— Start Provided records —
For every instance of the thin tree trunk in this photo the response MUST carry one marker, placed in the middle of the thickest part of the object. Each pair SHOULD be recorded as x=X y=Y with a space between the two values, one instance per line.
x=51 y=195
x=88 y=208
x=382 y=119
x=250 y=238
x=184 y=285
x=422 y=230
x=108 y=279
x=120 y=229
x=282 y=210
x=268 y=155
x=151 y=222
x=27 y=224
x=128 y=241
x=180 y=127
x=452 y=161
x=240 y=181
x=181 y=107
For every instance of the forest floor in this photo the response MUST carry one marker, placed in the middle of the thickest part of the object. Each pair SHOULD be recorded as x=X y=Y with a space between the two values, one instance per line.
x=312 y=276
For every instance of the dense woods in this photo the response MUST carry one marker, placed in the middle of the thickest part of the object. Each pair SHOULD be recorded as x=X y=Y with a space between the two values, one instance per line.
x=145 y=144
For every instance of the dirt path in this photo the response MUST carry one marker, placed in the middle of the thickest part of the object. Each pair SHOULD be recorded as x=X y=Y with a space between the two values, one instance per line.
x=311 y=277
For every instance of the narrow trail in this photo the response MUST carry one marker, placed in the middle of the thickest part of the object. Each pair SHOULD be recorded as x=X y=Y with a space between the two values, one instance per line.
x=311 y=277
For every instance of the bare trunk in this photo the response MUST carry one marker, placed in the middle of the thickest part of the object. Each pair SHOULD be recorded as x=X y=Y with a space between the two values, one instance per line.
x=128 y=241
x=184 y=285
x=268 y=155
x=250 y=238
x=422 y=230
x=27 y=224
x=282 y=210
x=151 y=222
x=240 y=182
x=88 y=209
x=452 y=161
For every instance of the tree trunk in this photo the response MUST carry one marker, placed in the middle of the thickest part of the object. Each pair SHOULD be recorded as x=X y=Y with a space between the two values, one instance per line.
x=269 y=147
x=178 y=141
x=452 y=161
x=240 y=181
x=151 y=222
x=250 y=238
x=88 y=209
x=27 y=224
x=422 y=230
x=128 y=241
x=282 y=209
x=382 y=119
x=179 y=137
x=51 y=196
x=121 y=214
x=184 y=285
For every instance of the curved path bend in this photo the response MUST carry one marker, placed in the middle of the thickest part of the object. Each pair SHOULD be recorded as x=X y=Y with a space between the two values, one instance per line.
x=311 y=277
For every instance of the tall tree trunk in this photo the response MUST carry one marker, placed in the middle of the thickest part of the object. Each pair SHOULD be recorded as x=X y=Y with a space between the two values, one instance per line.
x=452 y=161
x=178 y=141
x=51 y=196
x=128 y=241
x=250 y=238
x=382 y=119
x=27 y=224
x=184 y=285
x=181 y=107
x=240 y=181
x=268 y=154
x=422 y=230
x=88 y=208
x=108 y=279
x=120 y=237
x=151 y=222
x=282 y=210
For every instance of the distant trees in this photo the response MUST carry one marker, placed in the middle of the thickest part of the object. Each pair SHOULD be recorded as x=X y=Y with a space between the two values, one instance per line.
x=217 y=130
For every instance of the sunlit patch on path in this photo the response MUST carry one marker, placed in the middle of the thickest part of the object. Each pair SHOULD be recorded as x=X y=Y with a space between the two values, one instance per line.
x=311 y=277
— End Provided records —
— Start Provided records —
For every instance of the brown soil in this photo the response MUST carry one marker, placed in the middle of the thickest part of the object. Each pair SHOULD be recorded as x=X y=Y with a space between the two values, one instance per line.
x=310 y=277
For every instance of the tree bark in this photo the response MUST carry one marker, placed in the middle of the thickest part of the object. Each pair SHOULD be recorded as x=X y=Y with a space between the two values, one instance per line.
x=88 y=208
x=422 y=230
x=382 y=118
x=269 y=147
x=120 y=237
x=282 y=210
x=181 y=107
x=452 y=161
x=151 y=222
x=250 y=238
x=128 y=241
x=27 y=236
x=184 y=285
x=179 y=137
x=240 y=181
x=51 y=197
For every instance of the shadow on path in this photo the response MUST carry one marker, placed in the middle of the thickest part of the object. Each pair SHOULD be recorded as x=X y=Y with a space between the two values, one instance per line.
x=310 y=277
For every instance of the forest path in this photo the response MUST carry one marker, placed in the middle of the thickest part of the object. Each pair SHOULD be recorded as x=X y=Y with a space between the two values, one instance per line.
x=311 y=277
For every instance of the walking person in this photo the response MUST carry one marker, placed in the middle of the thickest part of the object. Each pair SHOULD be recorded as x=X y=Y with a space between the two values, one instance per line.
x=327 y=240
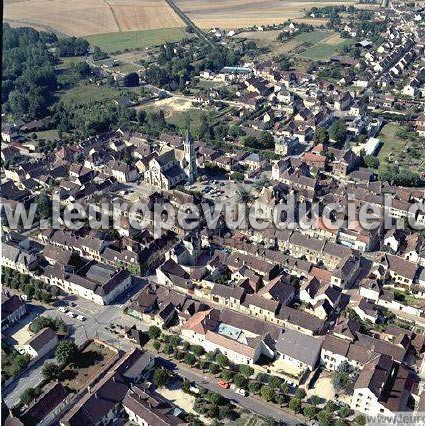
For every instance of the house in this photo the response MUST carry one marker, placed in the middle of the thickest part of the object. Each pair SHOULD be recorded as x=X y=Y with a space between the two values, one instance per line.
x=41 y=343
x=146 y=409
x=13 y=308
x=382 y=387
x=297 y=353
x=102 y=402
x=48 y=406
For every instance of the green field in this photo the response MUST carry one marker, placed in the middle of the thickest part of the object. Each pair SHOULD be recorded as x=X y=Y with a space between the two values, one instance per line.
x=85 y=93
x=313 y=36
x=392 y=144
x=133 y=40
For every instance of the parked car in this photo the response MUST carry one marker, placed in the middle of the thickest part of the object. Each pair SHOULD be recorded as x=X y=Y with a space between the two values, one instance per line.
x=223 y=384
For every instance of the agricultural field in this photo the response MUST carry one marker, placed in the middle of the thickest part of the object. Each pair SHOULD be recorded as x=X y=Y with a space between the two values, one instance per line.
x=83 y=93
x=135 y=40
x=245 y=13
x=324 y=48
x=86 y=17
— End Provided records —
— Start Provided records —
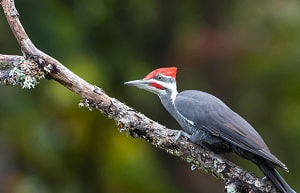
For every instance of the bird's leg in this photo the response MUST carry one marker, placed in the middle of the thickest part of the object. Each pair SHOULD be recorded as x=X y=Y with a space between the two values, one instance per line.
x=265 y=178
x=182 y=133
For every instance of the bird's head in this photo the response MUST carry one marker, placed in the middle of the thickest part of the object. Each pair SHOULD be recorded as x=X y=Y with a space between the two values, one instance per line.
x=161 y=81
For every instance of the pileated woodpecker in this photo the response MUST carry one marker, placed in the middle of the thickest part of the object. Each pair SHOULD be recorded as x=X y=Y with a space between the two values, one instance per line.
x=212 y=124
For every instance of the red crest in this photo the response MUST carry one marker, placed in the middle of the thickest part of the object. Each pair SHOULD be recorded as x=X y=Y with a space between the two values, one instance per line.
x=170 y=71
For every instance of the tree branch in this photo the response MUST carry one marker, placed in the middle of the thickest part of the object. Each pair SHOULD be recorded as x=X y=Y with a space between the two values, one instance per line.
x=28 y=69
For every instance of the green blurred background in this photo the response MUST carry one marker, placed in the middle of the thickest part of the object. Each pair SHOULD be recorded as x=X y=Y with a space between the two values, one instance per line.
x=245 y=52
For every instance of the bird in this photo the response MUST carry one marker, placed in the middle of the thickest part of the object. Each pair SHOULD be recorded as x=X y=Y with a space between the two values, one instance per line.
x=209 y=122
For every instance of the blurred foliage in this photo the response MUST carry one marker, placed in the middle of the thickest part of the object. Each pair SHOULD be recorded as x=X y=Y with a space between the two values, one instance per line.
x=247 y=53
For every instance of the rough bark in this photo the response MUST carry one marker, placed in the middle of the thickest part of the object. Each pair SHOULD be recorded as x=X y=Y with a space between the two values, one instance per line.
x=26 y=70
— End Provided records —
§ **What the exercise asks**
Convert the part of the listing above that opens with the line containing "For every instance of the walking" and closes with the line containing "x=223 y=384" into a JSON list of strings, one string per line, with blank lines and pictures left out.

§ **Task output**
[
  "For every instance of the walking person in this photo the response MUST carry one marker, placed in the middle of the thickest part of the object. Each pair SHOULD be recorded as x=X y=Y with a space between the two values, one instance per line.",
  "x=327 y=240",
  "For every instance of the house in this photo the response MUST carry one marker, placed in the middle of the thickest part of the object. Each pair SHOULD be recorded as x=X y=Y with a space between the two values, one instance per line.",
  "x=41 y=343",
  "x=146 y=409",
  "x=13 y=308",
  "x=382 y=387",
  "x=297 y=353",
  "x=102 y=402",
  "x=48 y=406",
  "For every instance of the green field in this photo the response MUST carry one marker, placed in the middle of the thickest part of the object. Each pair SHOULD be recorded as x=X y=Y with a space between the two values, one instance per line.",
  "x=85 y=93",
  "x=313 y=36",
  "x=392 y=144",
  "x=133 y=40",
  "For every instance of the parked car in this photo the response MUST carry one marker, placed in the middle of the thickest part of the object. Each pair SHOULD be recorded as x=X y=Y with a space between the two values, one instance per line.",
  "x=223 y=384"
]